= Parts of the exercise =
**A)** Translate this sentence from the lockdown blog post into French: "It was both terrible and wonderful."
**B)** Write the next few paragraphs of the lockdown blog post, picking up after its final sentence.

Thursday 2 April 2020

A little trip into the local village



So as the days merge into one, I think I’ve settled quite nicely into the lockdown life. 

I obviously had a bit of a wobble, that was evident in my last blog post. I’m sure this is quite similar to what people have been feeling at home, only less sponsored by a steady diet of chickpeas. 

Things seem to have settled down a bit more here - there seems to be a steady stream of vegetables coming through, for which my bowels are hugely thankful, and the staff seem to be a marginally cheerier. It’s incredibly hard - no one can get home - and we aren’t sure if they are still being paid during this time. 

I have successfully utilised my free time in the best way. I had quite grand plans of starting an active exercise regime, meditating and reading classic novels, but the reality is that I’ve managed to teach the world’s most stupid dog to do “paw.”



I’ve never been so proud. 

We had one day of extreme excitement, when we were told that due to the arrival of tomatoes, we would be having lasagne for dinner. Bertie and I were wide eyed with excitement. LASAGNE. IMAGINE. Obviously it would be vegetarian lasagne but that’s not a problem, it’s still LASAGNE! So we cleared the table all ready to consume something that wasn’t chickpeas and rice, and what arrived was definitely equally the best and worst lasagne I’ve ever had. 




Essentially, it was pasta sheets and squashed tomatoes, with some cheese grated on the top layer. It was both terrible and wonderful. To have something like this after ten solid days of curry was just the morale boost we needed. We ate every single bit, served on top of a roti for an even more confusing twist.

= Supplied entries =
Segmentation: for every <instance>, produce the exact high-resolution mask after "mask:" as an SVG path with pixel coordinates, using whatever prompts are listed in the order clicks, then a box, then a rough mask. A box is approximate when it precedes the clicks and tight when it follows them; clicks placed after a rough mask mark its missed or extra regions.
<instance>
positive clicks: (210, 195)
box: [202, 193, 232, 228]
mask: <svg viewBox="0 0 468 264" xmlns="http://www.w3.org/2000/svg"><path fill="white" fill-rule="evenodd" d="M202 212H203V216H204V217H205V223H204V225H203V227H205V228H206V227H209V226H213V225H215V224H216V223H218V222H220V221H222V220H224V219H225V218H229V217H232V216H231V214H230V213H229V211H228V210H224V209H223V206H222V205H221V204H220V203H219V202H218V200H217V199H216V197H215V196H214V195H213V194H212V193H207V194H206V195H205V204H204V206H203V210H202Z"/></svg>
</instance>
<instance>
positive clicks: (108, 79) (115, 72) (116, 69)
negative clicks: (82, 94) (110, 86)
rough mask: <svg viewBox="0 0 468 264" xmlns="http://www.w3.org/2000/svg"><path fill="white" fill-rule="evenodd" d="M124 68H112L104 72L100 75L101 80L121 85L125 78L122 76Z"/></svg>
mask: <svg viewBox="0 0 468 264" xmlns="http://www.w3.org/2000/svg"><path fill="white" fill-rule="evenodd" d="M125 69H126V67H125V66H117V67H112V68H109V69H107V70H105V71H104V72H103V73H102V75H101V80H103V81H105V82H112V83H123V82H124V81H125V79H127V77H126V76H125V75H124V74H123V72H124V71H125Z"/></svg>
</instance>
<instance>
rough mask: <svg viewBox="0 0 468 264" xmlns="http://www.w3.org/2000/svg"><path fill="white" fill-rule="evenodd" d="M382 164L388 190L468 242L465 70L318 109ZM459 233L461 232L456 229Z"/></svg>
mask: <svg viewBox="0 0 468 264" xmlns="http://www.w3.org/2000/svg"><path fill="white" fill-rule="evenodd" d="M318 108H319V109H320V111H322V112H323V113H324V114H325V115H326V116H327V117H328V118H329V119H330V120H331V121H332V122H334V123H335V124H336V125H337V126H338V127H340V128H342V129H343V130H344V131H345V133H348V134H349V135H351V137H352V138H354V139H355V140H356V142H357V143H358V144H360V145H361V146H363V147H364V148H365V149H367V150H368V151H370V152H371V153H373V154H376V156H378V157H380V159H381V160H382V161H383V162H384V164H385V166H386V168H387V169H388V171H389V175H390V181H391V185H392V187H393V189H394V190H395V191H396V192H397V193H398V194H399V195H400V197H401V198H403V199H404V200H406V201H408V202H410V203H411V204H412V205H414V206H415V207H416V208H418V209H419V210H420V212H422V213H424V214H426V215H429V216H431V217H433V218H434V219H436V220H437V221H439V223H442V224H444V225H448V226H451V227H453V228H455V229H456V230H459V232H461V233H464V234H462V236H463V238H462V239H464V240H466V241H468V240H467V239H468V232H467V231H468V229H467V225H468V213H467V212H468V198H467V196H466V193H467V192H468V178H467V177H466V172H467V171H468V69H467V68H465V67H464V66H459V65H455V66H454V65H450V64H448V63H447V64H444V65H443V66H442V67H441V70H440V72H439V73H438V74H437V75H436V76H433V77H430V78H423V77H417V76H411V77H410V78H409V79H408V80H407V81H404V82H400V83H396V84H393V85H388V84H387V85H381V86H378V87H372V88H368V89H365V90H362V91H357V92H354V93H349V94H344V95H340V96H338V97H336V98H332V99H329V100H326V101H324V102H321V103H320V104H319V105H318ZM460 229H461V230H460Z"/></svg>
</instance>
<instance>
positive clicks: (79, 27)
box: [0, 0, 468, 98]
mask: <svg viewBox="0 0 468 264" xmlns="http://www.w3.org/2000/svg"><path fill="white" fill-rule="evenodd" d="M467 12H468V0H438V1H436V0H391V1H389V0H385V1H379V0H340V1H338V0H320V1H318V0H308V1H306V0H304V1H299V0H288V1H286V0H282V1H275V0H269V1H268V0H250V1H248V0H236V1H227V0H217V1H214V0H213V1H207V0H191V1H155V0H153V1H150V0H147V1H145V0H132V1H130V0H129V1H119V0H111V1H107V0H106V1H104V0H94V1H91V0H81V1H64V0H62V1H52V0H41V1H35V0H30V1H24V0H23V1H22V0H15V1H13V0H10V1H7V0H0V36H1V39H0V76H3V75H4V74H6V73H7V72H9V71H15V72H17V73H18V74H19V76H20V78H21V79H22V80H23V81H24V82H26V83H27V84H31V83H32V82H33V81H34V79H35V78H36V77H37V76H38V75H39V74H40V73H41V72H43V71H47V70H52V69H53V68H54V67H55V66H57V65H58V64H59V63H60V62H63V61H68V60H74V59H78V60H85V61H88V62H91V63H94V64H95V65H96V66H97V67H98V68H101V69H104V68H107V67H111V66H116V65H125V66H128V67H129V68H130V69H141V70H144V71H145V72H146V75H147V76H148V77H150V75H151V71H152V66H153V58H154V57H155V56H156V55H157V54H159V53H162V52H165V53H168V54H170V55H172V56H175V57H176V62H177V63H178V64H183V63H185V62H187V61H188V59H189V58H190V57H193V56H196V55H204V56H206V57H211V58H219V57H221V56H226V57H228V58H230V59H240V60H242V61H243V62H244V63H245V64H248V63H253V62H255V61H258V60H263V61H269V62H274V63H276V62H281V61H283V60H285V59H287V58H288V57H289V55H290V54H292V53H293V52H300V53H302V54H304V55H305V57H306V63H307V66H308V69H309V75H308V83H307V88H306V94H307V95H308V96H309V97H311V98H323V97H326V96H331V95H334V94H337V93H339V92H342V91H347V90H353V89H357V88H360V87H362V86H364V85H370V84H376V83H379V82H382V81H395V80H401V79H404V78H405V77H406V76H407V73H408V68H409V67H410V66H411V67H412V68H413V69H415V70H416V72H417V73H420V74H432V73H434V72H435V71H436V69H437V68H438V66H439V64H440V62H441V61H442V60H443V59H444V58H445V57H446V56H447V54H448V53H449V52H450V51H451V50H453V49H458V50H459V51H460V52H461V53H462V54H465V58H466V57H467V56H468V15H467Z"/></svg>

= Written answers =
**A)** C’était à la fois terrible et merveilleux.

**B)**
Then today we were surprised by the man who owns our huts, Monaj, offering to take us to his house. This is a huge thing, and we gratefully accepted (after checking there were no police in the vicinity.) 

He has been designing and building his house for four years. He estimates that there is another three years to go - it is beautiful, with detailed arches inside and every single factor carefully considered. We were shown around each room - the large reception room to welcome guests, the three bedrooms, the prayer room, and the kitchen. It looked quite small from out the front but proved to be a total tardis. He also has plans to build a second level to rent out to people.





Once we had been given the tour, we were then taken to the side of the house, where Monaj built a fire. Whilst this blazed, he showed us the pineapples and bananas growing in his garden (which settled the argument that Bertie and I had a week before about how pineapples grow - turns out we were both wrong) and also showed us a grass that you can use to make a lemon scented tea. 




He then threw the cashew nuts (still in their fat green shells) onto the fire, where they sizzled and let out a small burst of flame when the oil leaked out the inside. These are super poisonous, so Manoj coated his hands in coconut oil, before hooking them out of the fire, and cracking the shells with half a coconut.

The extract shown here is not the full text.